Saturday, November 20, 2010

Fallout: New Vegas - Review


I finished Fallout: New Vegas this past week and have come back to report that while I did find some real enjoyment in the side quests (that the game almost forced me into doing), the end result of Fallout: New Vegas is that it is a pale comparison to the original Fallout 3.  New Vegas is full of bugs, poor plot development, and just doesn't have enough to break into what could have been an awesome game.

Throughout the entire game I was constantly asking myself "Why am I doing this?".  Why am I working for Mr. House?  Why do I care what happens to New Vegas?  Fallout 3 took an hour of game play and dedicated it to not only teaching you how to play, but giving you reason to play.  The bonds that were quickly formed with your father and then shattered as the vault erupts into chaos explains why you don't know anything about the outside world and gives you a long term goal to strive after.  New Vegas briefly attempts to get you started with a revenge plot but that lets you decide what you're going to do 25% into the game, and doesn't give you a whole lot of reason to finish it.  

Helping a static image take over is a bad reason to play
You play the game as "The Courier".  All that you know about your past is, well, nothing.  You find out over time that you were given a package to deliver and you were intercepted and nearly killed, but that doesn't take place in the game.  A substory about losing your memory from being shot in the head and needing to piece your life together could have added so much to this, to give me something to care about.  This is a game about exploring a world that as a courier you should probably already know and somehow you don't.  Bad design.

If you like fighting bugs, this game is for you.  Most of the enemies are desert insects that try to attack you.  Oh sure, there's factions that you can fight against, but the interactions with them are so brief and unmemorable that it doesn't matter.  VATS is back, and still as entertaining as ever.  Somehow I will never get tired of using it to fight.  The weapons are basically the same stock from Fallout 3, you have your pistols, your rifles, lasers and explosives, nothing too out of the ordinary save a few choice major weapons.

--- What to produce ---
Do these statements agree with the New Vegas review? Answer yes or no for each, and quote the words from the review that decide it. (a) Most enemies in the game are desert insects. (b) VATS has been removed from the game. (c) The weapons are mostly new compared with Fallout 3.

--- Dataset records ---
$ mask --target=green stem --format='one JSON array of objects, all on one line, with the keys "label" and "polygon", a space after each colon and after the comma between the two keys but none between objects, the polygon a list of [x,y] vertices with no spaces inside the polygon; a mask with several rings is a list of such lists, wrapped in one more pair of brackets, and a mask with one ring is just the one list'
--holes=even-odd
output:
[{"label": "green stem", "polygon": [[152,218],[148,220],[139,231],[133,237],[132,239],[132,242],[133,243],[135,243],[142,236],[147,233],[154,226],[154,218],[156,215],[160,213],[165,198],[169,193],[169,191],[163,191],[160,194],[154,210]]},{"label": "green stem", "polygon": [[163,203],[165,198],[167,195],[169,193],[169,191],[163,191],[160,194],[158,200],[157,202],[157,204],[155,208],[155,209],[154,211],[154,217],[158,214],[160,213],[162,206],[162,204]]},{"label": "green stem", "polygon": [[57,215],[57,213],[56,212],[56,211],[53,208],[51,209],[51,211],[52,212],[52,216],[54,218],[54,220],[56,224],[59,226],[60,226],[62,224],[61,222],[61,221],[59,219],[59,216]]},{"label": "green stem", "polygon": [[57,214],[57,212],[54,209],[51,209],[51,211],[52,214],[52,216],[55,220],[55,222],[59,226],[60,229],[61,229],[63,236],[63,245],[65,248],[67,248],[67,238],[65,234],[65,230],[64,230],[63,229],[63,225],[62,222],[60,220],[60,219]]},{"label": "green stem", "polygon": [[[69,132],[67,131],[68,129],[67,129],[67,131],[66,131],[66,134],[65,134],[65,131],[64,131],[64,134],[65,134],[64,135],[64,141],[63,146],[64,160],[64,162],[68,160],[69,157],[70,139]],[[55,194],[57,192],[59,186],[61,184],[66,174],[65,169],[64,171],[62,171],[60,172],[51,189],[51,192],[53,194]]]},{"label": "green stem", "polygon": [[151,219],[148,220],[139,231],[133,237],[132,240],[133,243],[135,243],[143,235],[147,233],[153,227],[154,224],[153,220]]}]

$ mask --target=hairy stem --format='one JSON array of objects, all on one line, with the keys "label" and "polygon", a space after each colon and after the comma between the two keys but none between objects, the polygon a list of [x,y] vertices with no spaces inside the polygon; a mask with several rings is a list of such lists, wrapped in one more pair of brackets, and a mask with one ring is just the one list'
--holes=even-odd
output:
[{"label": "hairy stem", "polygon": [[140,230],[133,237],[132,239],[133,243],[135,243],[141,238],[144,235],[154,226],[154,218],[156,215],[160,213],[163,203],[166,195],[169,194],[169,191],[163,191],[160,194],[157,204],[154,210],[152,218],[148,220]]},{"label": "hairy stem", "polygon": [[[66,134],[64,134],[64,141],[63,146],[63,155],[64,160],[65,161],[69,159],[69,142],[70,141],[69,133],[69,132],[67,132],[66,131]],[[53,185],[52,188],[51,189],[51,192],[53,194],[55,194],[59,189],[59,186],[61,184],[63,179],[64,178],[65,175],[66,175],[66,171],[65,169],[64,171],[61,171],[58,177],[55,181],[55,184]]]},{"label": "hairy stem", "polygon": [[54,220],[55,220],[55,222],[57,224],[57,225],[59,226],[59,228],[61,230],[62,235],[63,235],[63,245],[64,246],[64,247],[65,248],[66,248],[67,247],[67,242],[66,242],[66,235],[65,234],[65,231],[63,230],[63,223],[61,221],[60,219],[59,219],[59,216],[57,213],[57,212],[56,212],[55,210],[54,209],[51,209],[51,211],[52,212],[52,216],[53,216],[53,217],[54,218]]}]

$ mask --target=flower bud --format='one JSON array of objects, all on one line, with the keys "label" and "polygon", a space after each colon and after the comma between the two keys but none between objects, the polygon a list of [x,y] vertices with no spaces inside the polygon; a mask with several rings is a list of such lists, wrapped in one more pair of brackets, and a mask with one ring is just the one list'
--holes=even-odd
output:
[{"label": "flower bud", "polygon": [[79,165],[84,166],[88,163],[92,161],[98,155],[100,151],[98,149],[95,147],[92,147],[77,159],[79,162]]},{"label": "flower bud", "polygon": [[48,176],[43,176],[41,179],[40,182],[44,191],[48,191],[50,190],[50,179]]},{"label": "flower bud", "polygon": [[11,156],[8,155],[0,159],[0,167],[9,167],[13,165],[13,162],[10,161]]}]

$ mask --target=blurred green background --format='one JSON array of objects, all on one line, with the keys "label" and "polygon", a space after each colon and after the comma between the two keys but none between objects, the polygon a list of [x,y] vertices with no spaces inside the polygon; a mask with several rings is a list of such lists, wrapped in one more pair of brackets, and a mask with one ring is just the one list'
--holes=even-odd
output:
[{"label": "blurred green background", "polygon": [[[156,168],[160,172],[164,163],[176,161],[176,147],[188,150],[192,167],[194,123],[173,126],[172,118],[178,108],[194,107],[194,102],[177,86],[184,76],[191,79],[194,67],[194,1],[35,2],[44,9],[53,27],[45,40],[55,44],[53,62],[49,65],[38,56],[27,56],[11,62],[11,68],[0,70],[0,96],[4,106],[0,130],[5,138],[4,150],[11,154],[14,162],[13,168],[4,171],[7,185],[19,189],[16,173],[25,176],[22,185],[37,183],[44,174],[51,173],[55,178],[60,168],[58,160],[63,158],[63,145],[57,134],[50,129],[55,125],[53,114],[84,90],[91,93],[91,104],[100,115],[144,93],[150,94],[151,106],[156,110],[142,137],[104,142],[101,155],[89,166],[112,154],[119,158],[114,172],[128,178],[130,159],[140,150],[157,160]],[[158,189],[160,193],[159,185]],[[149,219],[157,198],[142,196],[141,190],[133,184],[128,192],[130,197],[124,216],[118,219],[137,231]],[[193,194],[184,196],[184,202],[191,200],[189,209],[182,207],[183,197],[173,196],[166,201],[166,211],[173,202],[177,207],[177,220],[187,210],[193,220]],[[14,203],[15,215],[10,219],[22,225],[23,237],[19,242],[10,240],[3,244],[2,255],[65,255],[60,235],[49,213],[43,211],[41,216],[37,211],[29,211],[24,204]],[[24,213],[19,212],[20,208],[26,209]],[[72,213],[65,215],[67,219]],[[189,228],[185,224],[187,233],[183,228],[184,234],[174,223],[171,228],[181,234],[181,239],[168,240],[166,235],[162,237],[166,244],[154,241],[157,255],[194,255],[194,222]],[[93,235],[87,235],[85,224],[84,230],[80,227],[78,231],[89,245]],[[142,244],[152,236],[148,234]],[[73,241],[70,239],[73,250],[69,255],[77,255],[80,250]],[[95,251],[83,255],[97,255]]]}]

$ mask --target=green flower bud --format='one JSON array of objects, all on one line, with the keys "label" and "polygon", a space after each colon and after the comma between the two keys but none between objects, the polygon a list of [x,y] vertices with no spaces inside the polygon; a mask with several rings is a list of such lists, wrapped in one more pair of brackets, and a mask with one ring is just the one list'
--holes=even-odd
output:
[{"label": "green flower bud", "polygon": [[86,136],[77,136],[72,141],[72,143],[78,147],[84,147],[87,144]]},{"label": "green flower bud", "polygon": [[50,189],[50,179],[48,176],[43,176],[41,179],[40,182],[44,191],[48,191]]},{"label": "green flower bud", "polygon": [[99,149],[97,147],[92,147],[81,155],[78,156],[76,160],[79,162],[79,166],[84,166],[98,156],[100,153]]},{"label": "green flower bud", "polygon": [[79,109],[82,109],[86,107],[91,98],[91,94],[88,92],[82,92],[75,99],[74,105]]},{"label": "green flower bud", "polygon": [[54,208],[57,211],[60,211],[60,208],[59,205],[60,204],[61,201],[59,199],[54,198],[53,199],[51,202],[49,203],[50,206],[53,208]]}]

--- Completed task ---
(a) Yes: "Most of the enemies are desert insects that try to attack you."
(b) No: "VATS is back, and still as entertaining as ever."
(c) No: "The weapons are basically the same stock from Fallout 3"